• **LESETEXT**
Stadtentwicklungssenatorin Katrin Lompscher wies allerdings darauf hin, es könne schwierig werden, für ein Vergesellschaftungsgesetz in Berlin eine parlamentarische Mehrheit zu finden. Auch die Linksfraktionsvorsitzende Carola Bluhm räumte ein, dass das Thema bei Rot-Rot-Grün umstritten ist: "Wir sind da eine Koalition mit drei Meinungen." 

Es sei aber ein gutes Zeichen, dass sich der Koalitionsausschuss auf ein Treffen mit der Initiative "Deutsche Wohnen & Co. enteignen" geeinigt habe, die mit einem Volksbegehren die Vergesellschaftung von Wohnungsunternehmen mit mehr als 3000 Wohnungen erreichen will und das Thema in der Hauptstadt auf der politischen Tagesordnung hält - auch nachdem das Mietendeckel-Gesetz im Februar in Kraft getreten ist.

• **AUFLISTUNG**
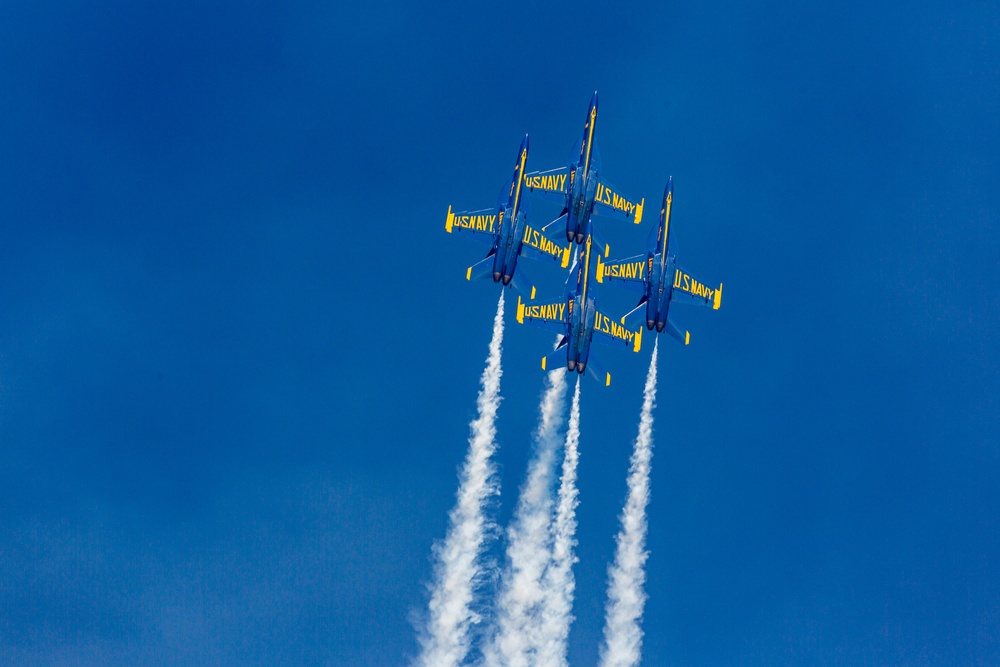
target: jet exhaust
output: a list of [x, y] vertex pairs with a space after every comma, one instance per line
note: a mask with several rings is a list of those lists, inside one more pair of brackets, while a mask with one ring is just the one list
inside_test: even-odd
[[551, 558], [549, 526], [556, 452], [566, 398], [566, 371], [549, 372], [539, 406], [535, 453], [510, 528], [507, 565], [497, 595], [496, 628], [484, 650], [487, 667], [536, 664], [538, 615], [543, 602], [542, 577]]
[[649, 504], [649, 469], [653, 455], [653, 407], [656, 403], [656, 355], [649, 361], [643, 391], [639, 435], [628, 473], [628, 496], [621, 514], [615, 560], [608, 568], [608, 602], [605, 607], [602, 667], [633, 667], [639, 664], [642, 628], [639, 625], [646, 603], [646, 506]]
[[552, 522], [552, 561], [545, 571], [545, 601], [542, 606], [541, 637], [538, 648], [540, 667], [566, 667], [566, 642], [573, 623], [573, 593], [576, 581], [573, 565], [577, 562], [576, 507], [580, 504], [576, 488], [576, 468], [580, 444], [580, 378], [576, 379], [573, 405], [566, 431], [562, 477], [559, 480], [556, 515]]
[[500, 406], [500, 353], [503, 346], [504, 295], [500, 293], [489, 356], [476, 401], [478, 416], [469, 425], [469, 450], [459, 473], [455, 506], [448, 515], [448, 531], [434, 545], [435, 560], [427, 627], [420, 637], [417, 664], [454, 667], [469, 652], [470, 630], [480, 616], [473, 596], [482, 578], [482, 552], [489, 521], [485, 505], [499, 494], [495, 466], [496, 415]]

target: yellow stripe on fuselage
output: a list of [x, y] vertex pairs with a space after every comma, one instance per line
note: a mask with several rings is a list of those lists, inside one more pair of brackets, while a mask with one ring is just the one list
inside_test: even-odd
[[590, 110], [590, 133], [587, 135], [587, 154], [583, 158], [583, 177], [587, 178], [590, 169], [590, 149], [594, 147], [594, 125], [597, 124], [597, 109]]
[[[521, 200], [521, 187], [524, 185], [524, 161], [528, 157], [528, 151], [521, 151], [521, 166], [517, 170], [517, 193], [514, 195], [514, 215], [517, 215], [517, 204]], [[517, 218], [514, 218], [514, 222], [517, 222]]]
[[660, 254], [660, 280], [663, 280], [663, 267], [667, 263], [667, 242], [670, 238], [670, 204], [673, 203], [674, 193], [667, 193], [667, 200], [663, 211], [663, 252]]

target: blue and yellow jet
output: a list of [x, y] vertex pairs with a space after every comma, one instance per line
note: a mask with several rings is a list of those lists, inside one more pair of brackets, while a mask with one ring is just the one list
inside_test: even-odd
[[[577, 373], [590, 369], [593, 377], [605, 386], [611, 384], [611, 374], [594, 367], [599, 365], [590, 357], [590, 343], [622, 345], [638, 352], [642, 346], [642, 327], [629, 331], [617, 320], [597, 310], [597, 302], [588, 292], [590, 278], [590, 251], [593, 239], [589, 236], [583, 245], [583, 256], [577, 249], [573, 268], [566, 280], [566, 295], [554, 301], [530, 301], [517, 298], [518, 324], [532, 324], [562, 334], [555, 351], [542, 358], [542, 369], [565, 363], [566, 368]], [[576, 274], [576, 285], [570, 281]], [[595, 337], [594, 334], [597, 334]]]
[[569, 163], [559, 169], [524, 175], [524, 184], [529, 191], [538, 192], [563, 205], [560, 218], [566, 218], [566, 239], [577, 243], [583, 243], [585, 238], [591, 236], [591, 217], [595, 213], [639, 224], [646, 201], [643, 199], [636, 203], [622, 196], [617, 188], [600, 177], [601, 156], [594, 145], [596, 126], [597, 91], [594, 91], [583, 125], [583, 138], [573, 147]]
[[[453, 213], [448, 207], [444, 228], [449, 234], [458, 231], [472, 232], [473, 237], [490, 244], [486, 257], [470, 266], [466, 280], [486, 278], [509, 285], [514, 281], [517, 258], [522, 254], [537, 258], [547, 257], [569, 265], [569, 246], [554, 243], [541, 230], [528, 224], [528, 201], [522, 197], [524, 165], [528, 160], [528, 135], [524, 135], [517, 151], [514, 175], [500, 188], [495, 208]], [[515, 281], [514, 286], [524, 291]], [[532, 290], [533, 291], [533, 290]]]
[[666, 329], [671, 336], [687, 345], [691, 342], [691, 334], [681, 332], [667, 317], [670, 304], [678, 301], [711, 306], [718, 310], [722, 305], [722, 283], [719, 283], [718, 289], [713, 289], [691, 277], [677, 265], [677, 241], [670, 228], [670, 206], [673, 199], [674, 180], [670, 178], [663, 191], [663, 207], [660, 209], [660, 227], [656, 241], [653, 241], [650, 234], [649, 250], [644, 255], [607, 262], [602, 262], [598, 257], [597, 282], [609, 280], [642, 292], [639, 305], [621, 319], [622, 323], [645, 305], [646, 327], [650, 331], [654, 328], [657, 331]]

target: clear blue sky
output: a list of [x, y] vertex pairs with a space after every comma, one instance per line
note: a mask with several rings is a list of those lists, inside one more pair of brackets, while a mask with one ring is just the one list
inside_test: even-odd
[[[525, 132], [562, 164], [598, 90], [604, 173], [673, 175], [725, 283], [661, 341], [645, 664], [1000, 664], [998, 35], [987, 2], [3, 3], [0, 662], [413, 656], [497, 298], [444, 214]], [[501, 524], [551, 344], [508, 323]], [[584, 387], [574, 665], [650, 349]]]

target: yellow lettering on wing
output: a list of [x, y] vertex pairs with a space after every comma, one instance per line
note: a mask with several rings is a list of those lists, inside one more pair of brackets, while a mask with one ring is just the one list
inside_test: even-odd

• **ARBEITSANWEISUNGEN**
1 - Gib aus dem Text über die Vergesellschaftung von Wohnungen in Berlin den Abschnitt von „Stadtentwicklungssenatorin Katrin Lompscher“ bis einschließlich „Kraft getreten ist.“ wortgetreu wieder.
2 - Führe den Text über die Berliner Debatte um die Vergesellschaftung von Wohnungsunternehmen im Anschluss an seinen letzten Satz weiter.

• **ERGEBNISSE**
1 -
Stadtentwicklungssenatorin Katrin Lompscher wies allerdings darauf hin, es könne schwierig werden, für ein Vergesellschaftungsgesetz in Berlin eine parlamentarische Mehrheit zu finden. Auch die Linksfraktionsvorsitzende Carola Bluhm räumte ein, dass das Thema bei Rot-Rot-Grün umstritten ist: "Wir sind da eine Koalition mit drei Meinungen." 

Es sei aber ein gutes Zeichen, dass sich der Koalitionsausschuss auf ein Treffen mit der Initiative "Deutsche Wohnen & Co. enteignen" geeinigt habe, die mit einem Volksbegehren die Vergesellschaftung von Wohnungsunternehmen mit mehr als 3000 Wohnungen erreichen will und das Thema in der Hauptstadt auf der politischen Tagesordnung hält - auch nachdem das Mietendeckel-Gesetz im Februar in Kraft getreten ist.

2 -
Harald Wolf erklärte, dass der Markt für Immobilien ganz anders als etwa der für Autos oder Handys funktioniere. "Grund und Boden sind nicht beliebig verfügbar". Auf eine steigende Nachfrage lasse sich nicht mit höherer Produktion reagieren. Entsprechend stiegen die Preise, erklärte Wolf. Hinzu kommt dem Linken-Politiker zufolge, dass die Nachfrage in immer stärkerem Maß von Investoren bestimmt werde, die Immobilien als Finanzanlage betrachteten.

Es gebe inzwischen massive Spekulationen auf dem Berliner Immobilienmarkt, was die Preise nach oben treibe. "Das Problem kriegt man durch Bauen, Bauen, Bauen nicht weg", sagte Wolf. Eine Überführung in Gemeineigentum sei deshalb grundsätzlich sinnvoll.

Wolf erklärte unter Berufung auf das Bundesverfassungsgericht, die Entschädigung müsse sich nicht starr am Marktwert der Immobilie orientieren. Der Gesetzgeber könne auch eine darunterliegende Entschädigung festlegen. Und: Die Höhe der Entschädigung dürfe den Zweck der Überführung in Gemeineigentum nicht konterkarieren.

Vor diesem Hintergrund sei sie mit Hilfe langfristiger Darlehen finanzierbar. Der ehemalige Wirtschaftssenator zeigte das in einer "groben Beispielrechnung" für die Berliner Bestände der Deutsche Wohnen. Danach ließe sich der Kredit für die Entschädigungssumme innerhalb von 18 Jahren vollständig zurückzahlen - und gleichzeitig jährlich noch eine dreistellige Millionensumme an Gewinn erreichen.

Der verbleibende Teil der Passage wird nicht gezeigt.